(Data):
####

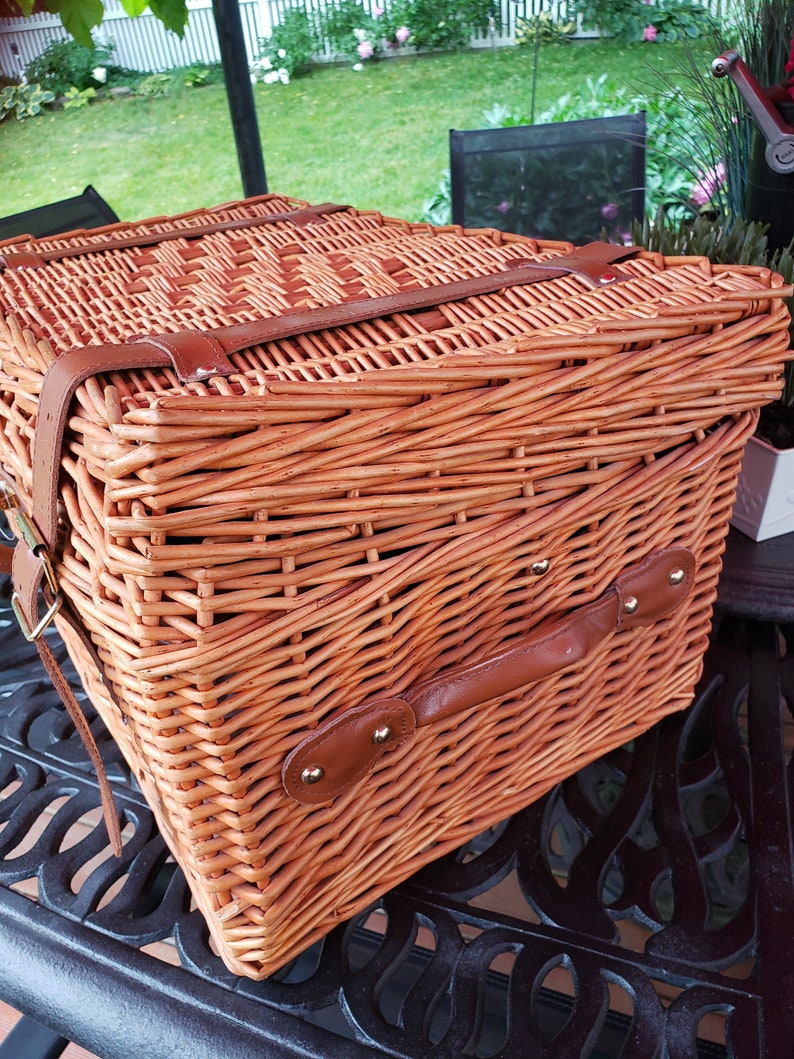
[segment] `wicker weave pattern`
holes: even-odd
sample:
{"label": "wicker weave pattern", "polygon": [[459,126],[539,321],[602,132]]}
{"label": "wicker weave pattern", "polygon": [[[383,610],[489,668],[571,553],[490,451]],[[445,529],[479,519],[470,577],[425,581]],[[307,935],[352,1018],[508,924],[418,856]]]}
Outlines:
{"label": "wicker weave pattern", "polygon": [[[273,196],[211,216],[302,205]],[[0,274],[2,462],[29,492],[41,375],[72,344],[567,249],[348,210]],[[58,573],[123,716],[62,631],[235,971],[271,973],[688,704],[788,315],[764,270],[650,254],[621,268],[632,279],[603,289],[571,276],[268,343],[207,384],[141,371],[78,391]],[[287,797],[284,758],[317,724],[487,658],[672,545],[698,574],[671,618],[419,730],[332,803]]]}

####

Since the pictures are not wanted, write out the rest of the data exactly as it reads.

(Exercise result):
[segment] `wicker weave pattern`
holes: even-odd
sample:
{"label": "wicker weave pattern", "polygon": [[459,126],[539,321],[602,132]]}
{"label": "wicker weave pattern", "polygon": [[[383,610],[489,668],[571,553],[490,451]],[[445,529],[479,519],[470,577],[425,581]],[[307,935],[352,1018],[508,924],[418,856]]]}
Outlines:
{"label": "wicker weave pattern", "polygon": [[[273,196],[211,216],[302,205]],[[0,274],[2,462],[29,492],[41,375],[72,344],[567,249],[348,210]],[[58,573],[123,716],[62,631],[235,971],[271,973],[688,704],[788,315],[764,270],[650,254],[621,268],[632,279],[603,289],[571,276],[268,343],[207,384],[141,371],[78,391]],[[287,797],[284,758],[317,724],[487,658],[672,545],[698,574],[671,618],[419,730],[332,803]]]}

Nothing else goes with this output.